Source passage |

****************

The summer term had just started when my 7-year old daughter came home from school lamenting the injustices of life.
“Mummy, we’re learning about explorers this term, but they’re all boys! I’m a girl, so I want to learn about girl explorers!”
Indeed. My daughter wasn’t content with reading about the likes of Christopher Columbus, James Cook and Sir Francis Drake, so I set about looking for notable women explorers of the past. And there are quite a few although history hasn’t afforded them nearly as much attention as their male counterparts.
There’s Jeanne Baret, a French sailor and botanist who became the first woman to circumnavigate the world, albeit disguised as a man since the French Navy didn’t allow women on their ships.
Born in 1740 in the Loire Valley to a family of modest means, Jeanne learned early on to identify plants and their medicinal uses, earning her the reputation as a ‘herb woman.’
Sailing to Rio de Janeiro, Montevideo and Patagonia under the assumed name of Jean Baret until her identity was eventually discovered when the ship reached Tahiti, Jeanne played a key role in identifying hundreds of plant species, including the bougainvillaea, named after the French admiral Louis-Antoine de Bougainville, on whose ship she sailed.
The daughter of a Shoshone chief, Sacagawea was born around 1788 in Idaho and grew up to be a Shoshone interpreter. When she was 12, Sacagawea was kidnapped by another tribe and later sold to a French trapper. She was the only woman to serve on the Lewis and Clark expedition into the American West. Aside from being the only Shoshone speaker, Sacagawea’s knowledge of native plants and terrain contributed greatly to the success of the expedition.
While American history teaches us that two men, Meriwether Lewis and William Clark were the explorers who mapped out the north-western United States, it was Sacagawea, still only a teenager, who negotiated their peaceful passage through Native American territories and provided much of the food by gathering edible plants along the way. Without her, Lewis and Clark would most likely not have reached the Pacific Ocean alive and well.
Mary Kingsley is perhaps the best-known female explorer in history. For much of the late 1800s, she travelled on her own throughout West Africa, often living among the people she met there. In doing so, she played a major role in breaking down stereotypes about gender and race.
Firstly, she challenged Victorian ideas of gender roles by travelling to Africa and studying African societies, something that was considered an exclusively male occupation.
Women in Victorian England were discouraged from participating in sciences, and despite her scientific achievements, Mary was discriminated against based on her gender and prevented from joining many geographical and anthropological societies.

****************

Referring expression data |
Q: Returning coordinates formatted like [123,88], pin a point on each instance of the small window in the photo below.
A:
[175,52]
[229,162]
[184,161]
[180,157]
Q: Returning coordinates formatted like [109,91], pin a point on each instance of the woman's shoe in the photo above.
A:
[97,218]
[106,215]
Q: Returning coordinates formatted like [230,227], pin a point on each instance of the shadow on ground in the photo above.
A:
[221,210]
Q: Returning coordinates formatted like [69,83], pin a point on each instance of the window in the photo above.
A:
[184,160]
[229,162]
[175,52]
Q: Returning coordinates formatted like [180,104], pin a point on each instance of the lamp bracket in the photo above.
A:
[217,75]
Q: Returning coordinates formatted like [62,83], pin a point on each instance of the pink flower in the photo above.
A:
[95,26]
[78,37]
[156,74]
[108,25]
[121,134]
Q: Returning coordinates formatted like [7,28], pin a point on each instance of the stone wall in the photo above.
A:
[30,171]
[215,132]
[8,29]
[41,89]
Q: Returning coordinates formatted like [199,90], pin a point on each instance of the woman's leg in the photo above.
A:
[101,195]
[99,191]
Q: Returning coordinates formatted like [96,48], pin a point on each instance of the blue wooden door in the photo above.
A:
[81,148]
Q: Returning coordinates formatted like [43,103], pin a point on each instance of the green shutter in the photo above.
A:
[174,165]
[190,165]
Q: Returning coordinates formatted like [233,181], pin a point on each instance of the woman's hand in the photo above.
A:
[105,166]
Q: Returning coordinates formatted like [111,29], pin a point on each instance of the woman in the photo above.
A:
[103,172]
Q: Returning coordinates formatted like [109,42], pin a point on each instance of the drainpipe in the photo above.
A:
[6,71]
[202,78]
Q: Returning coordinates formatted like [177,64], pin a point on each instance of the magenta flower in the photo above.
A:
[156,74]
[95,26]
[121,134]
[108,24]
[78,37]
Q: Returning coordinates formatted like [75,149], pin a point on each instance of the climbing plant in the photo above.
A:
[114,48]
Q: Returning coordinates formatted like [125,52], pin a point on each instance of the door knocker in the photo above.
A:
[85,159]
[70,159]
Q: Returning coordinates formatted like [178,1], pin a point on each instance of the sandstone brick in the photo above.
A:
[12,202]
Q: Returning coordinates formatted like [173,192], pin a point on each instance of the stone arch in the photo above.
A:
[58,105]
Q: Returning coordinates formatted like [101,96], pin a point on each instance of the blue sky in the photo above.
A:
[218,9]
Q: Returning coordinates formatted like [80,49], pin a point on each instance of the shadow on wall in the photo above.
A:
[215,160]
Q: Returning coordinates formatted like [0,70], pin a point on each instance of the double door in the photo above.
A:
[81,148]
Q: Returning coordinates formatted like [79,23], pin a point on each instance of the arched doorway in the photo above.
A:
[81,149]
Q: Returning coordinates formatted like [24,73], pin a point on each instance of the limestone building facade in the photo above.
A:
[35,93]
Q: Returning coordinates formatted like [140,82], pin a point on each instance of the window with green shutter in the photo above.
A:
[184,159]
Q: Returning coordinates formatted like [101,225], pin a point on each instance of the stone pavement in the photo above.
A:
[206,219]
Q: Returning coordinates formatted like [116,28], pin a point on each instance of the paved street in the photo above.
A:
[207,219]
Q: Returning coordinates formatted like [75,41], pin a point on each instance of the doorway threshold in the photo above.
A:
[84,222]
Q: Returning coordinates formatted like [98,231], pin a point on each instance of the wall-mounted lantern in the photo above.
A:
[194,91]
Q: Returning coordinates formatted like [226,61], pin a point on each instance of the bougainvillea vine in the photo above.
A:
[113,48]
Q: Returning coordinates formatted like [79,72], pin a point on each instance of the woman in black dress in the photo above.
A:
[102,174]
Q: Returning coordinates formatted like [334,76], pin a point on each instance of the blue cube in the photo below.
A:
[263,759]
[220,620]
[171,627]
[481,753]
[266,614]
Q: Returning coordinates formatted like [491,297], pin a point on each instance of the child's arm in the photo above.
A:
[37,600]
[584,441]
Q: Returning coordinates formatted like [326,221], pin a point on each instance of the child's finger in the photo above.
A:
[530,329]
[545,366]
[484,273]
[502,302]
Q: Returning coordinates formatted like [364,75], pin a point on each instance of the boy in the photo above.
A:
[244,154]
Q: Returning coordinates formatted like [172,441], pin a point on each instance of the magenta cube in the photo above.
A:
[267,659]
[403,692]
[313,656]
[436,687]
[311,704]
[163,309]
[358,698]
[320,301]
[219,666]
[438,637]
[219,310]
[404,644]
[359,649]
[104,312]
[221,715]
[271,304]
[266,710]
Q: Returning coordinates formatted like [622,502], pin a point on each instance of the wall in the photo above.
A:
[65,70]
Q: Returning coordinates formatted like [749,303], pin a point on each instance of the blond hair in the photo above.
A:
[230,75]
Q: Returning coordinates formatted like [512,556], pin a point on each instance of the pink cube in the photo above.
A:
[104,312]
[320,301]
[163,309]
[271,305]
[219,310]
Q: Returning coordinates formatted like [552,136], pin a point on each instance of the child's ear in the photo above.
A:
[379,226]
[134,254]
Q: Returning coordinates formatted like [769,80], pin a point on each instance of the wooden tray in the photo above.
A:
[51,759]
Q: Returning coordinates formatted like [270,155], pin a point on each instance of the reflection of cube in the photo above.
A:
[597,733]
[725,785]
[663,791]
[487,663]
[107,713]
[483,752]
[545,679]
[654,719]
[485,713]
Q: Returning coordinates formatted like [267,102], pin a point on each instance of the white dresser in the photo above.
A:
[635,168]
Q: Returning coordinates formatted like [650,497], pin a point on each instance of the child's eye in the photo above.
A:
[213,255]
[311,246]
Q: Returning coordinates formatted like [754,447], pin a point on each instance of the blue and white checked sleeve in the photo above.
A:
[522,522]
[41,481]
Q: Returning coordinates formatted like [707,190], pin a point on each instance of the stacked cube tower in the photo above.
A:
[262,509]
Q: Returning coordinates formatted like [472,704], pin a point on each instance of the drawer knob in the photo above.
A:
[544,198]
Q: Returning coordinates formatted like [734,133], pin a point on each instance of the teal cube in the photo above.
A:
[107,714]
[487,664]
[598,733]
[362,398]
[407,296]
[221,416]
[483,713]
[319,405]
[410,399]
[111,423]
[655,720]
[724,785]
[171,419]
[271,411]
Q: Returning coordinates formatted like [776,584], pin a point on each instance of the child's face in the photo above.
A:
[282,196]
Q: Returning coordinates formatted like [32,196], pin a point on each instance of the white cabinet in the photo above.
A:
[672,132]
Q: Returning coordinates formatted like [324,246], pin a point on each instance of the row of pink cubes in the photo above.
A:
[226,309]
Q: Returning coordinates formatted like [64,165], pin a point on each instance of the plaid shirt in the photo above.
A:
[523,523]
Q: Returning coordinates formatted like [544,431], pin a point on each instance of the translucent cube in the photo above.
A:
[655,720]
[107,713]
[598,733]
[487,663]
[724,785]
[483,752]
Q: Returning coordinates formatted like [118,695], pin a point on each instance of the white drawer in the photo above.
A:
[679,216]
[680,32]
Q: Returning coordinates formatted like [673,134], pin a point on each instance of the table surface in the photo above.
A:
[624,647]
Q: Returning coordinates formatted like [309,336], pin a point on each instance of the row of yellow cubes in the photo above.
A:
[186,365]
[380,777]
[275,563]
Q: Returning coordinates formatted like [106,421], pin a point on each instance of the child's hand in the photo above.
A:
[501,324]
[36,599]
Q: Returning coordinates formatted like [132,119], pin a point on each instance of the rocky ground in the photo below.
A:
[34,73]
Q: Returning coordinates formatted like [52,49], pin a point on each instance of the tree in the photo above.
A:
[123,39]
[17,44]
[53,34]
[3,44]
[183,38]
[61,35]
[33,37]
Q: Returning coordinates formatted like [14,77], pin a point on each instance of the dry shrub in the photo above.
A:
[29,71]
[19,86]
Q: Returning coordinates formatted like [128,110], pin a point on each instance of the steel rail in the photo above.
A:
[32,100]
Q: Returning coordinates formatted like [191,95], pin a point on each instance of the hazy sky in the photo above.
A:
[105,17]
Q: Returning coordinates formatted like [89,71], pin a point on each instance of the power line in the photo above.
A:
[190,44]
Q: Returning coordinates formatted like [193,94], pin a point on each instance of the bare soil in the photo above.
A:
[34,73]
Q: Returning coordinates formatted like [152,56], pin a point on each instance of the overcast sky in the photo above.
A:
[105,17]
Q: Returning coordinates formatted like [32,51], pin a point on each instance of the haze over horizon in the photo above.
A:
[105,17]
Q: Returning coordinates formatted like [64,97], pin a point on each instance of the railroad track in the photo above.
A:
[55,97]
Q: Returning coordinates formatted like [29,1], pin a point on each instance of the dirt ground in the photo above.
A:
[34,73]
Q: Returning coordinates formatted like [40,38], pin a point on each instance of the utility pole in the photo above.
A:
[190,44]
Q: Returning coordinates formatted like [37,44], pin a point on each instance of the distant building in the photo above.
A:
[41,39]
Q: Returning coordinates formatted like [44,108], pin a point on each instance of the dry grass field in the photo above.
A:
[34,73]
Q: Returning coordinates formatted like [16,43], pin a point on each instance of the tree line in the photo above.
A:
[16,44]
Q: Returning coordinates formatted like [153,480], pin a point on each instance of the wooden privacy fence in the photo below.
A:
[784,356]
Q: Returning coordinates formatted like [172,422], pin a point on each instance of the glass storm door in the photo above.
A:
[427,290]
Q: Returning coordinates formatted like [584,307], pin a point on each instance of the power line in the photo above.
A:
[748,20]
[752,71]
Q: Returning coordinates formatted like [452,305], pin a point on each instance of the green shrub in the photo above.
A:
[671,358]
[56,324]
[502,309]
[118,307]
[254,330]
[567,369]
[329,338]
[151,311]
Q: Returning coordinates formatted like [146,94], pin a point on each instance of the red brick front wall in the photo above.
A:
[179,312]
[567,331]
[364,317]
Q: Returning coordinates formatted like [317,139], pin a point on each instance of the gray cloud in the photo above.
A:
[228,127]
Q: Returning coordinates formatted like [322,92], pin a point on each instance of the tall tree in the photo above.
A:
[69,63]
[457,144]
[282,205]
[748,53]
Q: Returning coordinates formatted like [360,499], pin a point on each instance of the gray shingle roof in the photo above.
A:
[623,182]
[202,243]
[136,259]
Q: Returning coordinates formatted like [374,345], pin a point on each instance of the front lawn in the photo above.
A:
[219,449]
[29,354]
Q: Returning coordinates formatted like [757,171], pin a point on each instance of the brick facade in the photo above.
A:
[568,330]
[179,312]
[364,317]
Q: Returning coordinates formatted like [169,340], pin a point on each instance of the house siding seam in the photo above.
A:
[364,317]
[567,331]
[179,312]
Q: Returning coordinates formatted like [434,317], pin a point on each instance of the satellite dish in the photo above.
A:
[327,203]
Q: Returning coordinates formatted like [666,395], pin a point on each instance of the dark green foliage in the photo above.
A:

****************

What this exercise asks |
[a] In the passage on women explorers, under what assumed name did Jeanne Baret sail?
[b] Using the passage on women explorers, explain why Jeanne Baret circumnavigated the world disguised as a man.
[c] From the passage on women explorers, write out the part starting with "There’s Jeanne Baret, a" and going on through "ship she sailed.".

Responses by item number |
[a] Jean Baret

[b] She disguised herself as a man because the French Navy did not allow women on its ships. The disguise let her sail on Louis-Antoine de Bougainville's ship until her identity was discovered when the ship reached Tahiti.

[c]
There’s Jeanne Baret, a French sailor and botanist who became the first woman to circumnavigate the world, albeit disguised as a man since the French Navy didn’t allow women on their ships.
Born in 1740 in the Loire Valley to a family of modest means, Jeanne learned early on to identify plants and their medicinal uses, earning her the reputation as a ‘herb woman.’
Sailing to Rio de Janeiro, Montevideo and Patagonia under the assumed name of Jean Baret until her identity was eventually discovered when the ship reached Tahiti, Jeanne played a key role in identifying hundreds of plant species, including the bougainvillaea, named after the French admiral Louis-Antoine de Bougainville, on whose ship she sailed.